WHAT IS BEING ASKED
Please pick out every line in the records below that contains the word "Target" and copy each one. Case counts.
***
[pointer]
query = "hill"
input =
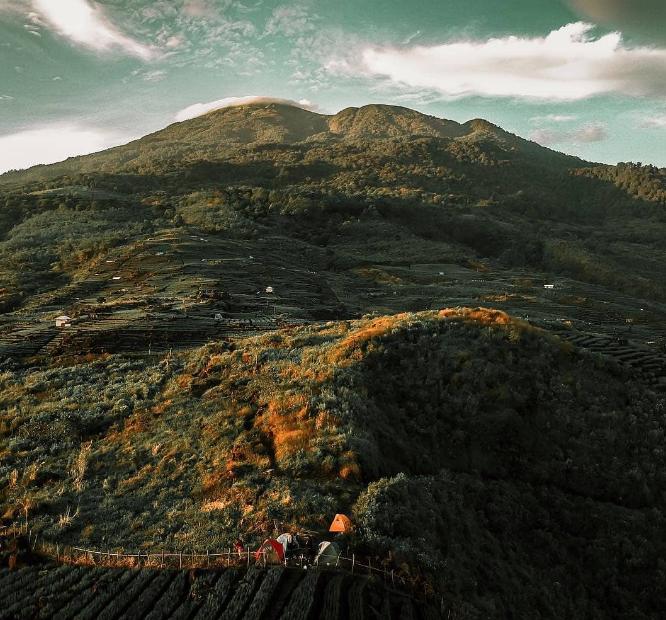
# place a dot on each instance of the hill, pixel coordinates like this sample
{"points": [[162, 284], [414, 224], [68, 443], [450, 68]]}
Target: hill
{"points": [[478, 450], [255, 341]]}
***
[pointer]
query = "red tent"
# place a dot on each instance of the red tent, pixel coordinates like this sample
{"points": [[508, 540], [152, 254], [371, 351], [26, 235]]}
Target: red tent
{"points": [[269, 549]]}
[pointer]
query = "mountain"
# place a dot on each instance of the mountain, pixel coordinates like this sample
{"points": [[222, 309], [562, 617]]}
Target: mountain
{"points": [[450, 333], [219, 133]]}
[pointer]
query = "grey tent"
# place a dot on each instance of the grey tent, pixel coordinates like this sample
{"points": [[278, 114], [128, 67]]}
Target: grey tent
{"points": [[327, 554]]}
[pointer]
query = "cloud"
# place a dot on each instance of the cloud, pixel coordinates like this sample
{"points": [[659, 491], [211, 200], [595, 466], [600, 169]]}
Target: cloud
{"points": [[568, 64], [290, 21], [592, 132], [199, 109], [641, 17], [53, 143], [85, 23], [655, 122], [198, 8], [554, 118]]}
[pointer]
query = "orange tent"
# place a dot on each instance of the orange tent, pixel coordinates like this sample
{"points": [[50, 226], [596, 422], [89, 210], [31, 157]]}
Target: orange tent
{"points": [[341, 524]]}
***
FULL SOLUTION
Target: hill
Target: red tent
Target: mountain
Target: grey tent
Target: cloud
Target: orange tent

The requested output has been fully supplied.